July 21, 1911 – December 31, 1980

Reading, writing, and hierarchical ordering are associated with the left brain, as are the linear concept of time and phonetic literacy. The left brain is the locus of analysis, classification, and rationality. The right brain is the locus of the spatial, tactile, and musical. "Comprehensive awareness" results when the two sides of the brain are in true balance. Visual Space is associated with the simplified worldview of Euclidean geometry, the intuitive three dimensions useful for the architecture of buildings and the surveying of land. It is too rational and has no grasp of the acoustic. Acoustic Space is multisensory.

McLuhan writes about robotism in the context of Japanese Zen Buddhism and how it can offer us new ways of thinking about technology. The Western way of thinking about technology is too much related to the left hemisphere of our brain, which has a rational and linear focus. What he called robotism might better be called androidism in the wake of Blade Runner and the novels of Philip K. Dick. Robotism-androidism emerges from the further development of the right hemisphere of the brain, creativity and a new relationship to spacetime (most humans are still living in 17th century classical Newtonian physics spacetime). Robots-androids will have much greater flexibility than humans have had until now, in both mind and body. Robots-androids will teach humanity this new flexibility. And this flexibility of androids (what McLuhan calls robotism) has a strong affinity with Japanese culture and life. McLuhan quotes from Ruth Benedict, The Chrysanthemum and the Sword, an anthropological study of Japanese culture published in 1946: “Occidentals cannot easily credit the ability of the Japanese to swing from one behavior to another without psychic cost. Such extreme possibilities are not included in our experience. Yet in Japanese life the contradictions, as they seem to us, are as deeply based in their view of life as our uniformities are in ours.”The Global Village, p. 76. The ability to live in the present and instantly readjust.

* * * * * * * * *

Directive 1: According to the McLuhan excerpt, what is wrong with the Western way of thinking about technology? Answer in one to three sentences.

Records excerpted from a collection
* * * * * * * * *

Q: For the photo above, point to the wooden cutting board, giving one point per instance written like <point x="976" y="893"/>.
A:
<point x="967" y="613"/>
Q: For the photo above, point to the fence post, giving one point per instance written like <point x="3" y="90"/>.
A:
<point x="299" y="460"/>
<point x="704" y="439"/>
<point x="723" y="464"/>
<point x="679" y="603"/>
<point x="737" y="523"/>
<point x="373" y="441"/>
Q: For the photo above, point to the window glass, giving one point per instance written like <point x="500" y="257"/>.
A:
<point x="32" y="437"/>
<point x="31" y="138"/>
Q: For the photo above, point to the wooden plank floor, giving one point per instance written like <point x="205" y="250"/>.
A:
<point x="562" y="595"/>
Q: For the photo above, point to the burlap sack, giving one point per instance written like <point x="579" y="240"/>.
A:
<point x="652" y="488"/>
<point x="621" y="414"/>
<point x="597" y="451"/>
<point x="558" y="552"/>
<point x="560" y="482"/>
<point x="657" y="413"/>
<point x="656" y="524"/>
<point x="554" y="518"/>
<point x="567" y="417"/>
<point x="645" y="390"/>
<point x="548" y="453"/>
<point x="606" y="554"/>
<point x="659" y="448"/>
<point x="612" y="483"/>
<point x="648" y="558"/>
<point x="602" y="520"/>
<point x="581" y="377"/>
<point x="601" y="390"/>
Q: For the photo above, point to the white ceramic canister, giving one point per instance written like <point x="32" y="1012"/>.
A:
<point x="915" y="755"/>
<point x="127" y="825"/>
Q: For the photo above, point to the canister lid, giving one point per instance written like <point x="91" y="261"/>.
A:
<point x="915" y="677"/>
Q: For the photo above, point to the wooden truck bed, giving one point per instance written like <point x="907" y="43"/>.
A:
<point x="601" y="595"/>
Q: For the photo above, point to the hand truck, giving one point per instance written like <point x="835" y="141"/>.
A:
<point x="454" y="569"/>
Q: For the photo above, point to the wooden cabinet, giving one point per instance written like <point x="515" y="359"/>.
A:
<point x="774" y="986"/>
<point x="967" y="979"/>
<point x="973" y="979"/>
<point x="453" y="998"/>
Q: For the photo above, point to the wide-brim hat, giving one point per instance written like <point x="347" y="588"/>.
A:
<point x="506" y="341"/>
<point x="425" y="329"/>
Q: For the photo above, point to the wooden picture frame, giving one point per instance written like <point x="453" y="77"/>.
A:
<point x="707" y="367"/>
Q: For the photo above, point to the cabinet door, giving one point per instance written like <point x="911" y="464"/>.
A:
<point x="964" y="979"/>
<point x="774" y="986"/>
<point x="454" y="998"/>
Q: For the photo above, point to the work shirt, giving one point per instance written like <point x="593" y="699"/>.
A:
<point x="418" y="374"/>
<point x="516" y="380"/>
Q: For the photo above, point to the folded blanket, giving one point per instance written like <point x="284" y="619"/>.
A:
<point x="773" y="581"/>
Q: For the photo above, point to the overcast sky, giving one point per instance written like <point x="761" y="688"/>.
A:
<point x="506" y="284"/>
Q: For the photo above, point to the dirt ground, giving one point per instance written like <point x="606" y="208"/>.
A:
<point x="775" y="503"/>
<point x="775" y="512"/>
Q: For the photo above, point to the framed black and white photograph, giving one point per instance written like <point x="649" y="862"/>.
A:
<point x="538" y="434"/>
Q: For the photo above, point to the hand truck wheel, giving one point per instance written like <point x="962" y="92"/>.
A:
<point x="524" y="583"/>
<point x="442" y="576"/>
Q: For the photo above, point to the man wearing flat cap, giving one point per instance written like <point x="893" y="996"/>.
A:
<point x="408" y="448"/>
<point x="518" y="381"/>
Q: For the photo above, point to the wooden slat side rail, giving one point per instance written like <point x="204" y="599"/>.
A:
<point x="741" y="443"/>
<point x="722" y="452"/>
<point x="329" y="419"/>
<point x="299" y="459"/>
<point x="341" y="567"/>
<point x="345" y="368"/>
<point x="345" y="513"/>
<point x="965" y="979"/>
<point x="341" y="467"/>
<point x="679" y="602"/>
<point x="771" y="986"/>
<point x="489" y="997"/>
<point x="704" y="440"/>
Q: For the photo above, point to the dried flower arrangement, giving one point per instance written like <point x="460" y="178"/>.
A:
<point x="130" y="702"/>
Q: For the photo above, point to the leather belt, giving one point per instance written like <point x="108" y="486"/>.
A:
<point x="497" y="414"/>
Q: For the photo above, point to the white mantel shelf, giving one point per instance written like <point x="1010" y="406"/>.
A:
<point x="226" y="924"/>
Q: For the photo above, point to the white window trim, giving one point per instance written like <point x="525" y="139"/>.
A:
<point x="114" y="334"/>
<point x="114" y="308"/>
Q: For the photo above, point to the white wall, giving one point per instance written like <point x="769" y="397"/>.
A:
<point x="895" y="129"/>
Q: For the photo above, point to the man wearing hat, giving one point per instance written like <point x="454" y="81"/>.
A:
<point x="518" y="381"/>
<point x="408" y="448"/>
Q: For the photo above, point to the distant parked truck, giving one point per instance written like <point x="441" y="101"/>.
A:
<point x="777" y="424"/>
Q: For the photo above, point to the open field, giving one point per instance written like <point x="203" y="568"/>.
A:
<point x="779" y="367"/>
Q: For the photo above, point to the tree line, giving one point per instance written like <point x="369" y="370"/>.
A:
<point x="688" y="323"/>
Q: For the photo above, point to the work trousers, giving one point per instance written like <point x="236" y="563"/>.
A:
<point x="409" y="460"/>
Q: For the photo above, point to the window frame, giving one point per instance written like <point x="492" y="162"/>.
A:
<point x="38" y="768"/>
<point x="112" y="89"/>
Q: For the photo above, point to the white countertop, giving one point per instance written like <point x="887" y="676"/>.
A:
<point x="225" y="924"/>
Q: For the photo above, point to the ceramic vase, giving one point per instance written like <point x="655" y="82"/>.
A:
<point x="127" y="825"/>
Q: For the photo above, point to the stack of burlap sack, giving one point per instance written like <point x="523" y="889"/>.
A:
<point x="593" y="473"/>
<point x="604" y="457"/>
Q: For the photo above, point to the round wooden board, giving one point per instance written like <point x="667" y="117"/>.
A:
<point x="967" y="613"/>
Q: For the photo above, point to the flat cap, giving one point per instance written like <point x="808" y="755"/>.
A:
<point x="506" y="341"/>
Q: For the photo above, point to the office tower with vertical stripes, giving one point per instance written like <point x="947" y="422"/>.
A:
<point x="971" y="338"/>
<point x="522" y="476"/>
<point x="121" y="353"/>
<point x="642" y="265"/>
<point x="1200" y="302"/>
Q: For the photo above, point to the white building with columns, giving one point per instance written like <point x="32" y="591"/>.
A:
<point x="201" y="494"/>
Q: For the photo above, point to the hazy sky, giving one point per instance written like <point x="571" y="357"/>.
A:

* * * * * * * * *

Directive 2: Show each line of the listing that contains the word "wooden".

Exercise response 1: The Western way of thinking about technology is too closely tied to the left hemisphere of the brain. That hemisphere has a rational and linear focus.

Exercise response 2:
Q: For the photo above, point to the wooden cutting board, giving one point per instance written like <point x="976" y="893"/>.
Q: For the photo above, point to the wooden plank floor, giving one point per instance written like <point x="205" y="250"/>.
Q: For the photo above, point to the wooden truck bed, giving one point per instance written like <point x="907" y="43"/>.
Q: For the photo above, point to the wooden cabinet, giving one point per instance written like <point x="515" y="359"/>.
Q: For the photo above, point to the wooden picture frame, giving one point per instance written like <point x="453" y="77"/>.
Q: For the photo above, point to the wooden slat side rail, giving one point per instance written like <point x="204" y="599"/>.
Q: For the photo above, point to the round wooden board, giving one point per instance written like <point x="667" y="117"/>.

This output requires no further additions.